Dataset records
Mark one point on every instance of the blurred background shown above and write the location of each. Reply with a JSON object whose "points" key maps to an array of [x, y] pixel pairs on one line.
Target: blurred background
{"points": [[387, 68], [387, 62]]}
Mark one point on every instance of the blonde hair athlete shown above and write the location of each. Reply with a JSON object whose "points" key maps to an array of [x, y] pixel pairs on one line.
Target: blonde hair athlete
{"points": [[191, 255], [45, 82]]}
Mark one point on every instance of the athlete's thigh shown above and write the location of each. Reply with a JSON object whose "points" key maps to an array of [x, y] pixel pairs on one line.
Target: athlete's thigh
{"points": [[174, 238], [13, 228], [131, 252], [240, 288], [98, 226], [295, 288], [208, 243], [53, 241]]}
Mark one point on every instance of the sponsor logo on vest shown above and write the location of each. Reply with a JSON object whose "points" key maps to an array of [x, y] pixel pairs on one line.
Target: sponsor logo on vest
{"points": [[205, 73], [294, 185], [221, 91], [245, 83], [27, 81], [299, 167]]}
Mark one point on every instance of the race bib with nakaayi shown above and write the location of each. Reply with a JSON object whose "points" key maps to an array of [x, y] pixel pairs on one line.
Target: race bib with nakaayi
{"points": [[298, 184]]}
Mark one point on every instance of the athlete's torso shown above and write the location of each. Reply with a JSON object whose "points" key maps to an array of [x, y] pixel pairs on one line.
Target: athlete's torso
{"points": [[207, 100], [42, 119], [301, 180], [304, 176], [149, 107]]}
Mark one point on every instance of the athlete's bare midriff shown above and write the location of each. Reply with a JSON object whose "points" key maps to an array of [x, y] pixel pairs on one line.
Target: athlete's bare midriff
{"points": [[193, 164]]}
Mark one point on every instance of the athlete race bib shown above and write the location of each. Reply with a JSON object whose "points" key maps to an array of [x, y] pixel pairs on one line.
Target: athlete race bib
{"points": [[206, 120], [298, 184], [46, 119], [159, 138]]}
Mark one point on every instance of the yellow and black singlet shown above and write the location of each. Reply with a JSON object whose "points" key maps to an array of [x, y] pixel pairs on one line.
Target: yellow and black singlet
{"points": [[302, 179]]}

* **REQUIREMENTS**: Retype exactly the lines from the one containing "Mark one point on every instance of the athlete's bare" through the last line of the records above, including both.

* **REPLY TO THE EXERCISE**:
Mark one point on every instance of the athlete's bare midriff shown above and write the location of each. Reply with a JSON object whose "points" key maps to an array of [x, y] pixel pairs on one line.
Target: athlete's bare midriff
{"points": [[193, 164]]}
Mark one point on every instance of the athlete race bib shown above and write the location of each. Reply with a JSON object whose "points" key maps to an array of [x, y] pixel pairs on one line.
Target: athlete race bib
{"points": [[206, 120], [298, 184], [46, 119], [159, 138]]}
Mark one point on every instance of the yellow and black singlet shown above and write the location of each. Reply with a JSON object whose "points" key maps to an array of [x, y] pixel pairs on one line.
Target: yellow and black singlet
{"points": [[302, 179]]}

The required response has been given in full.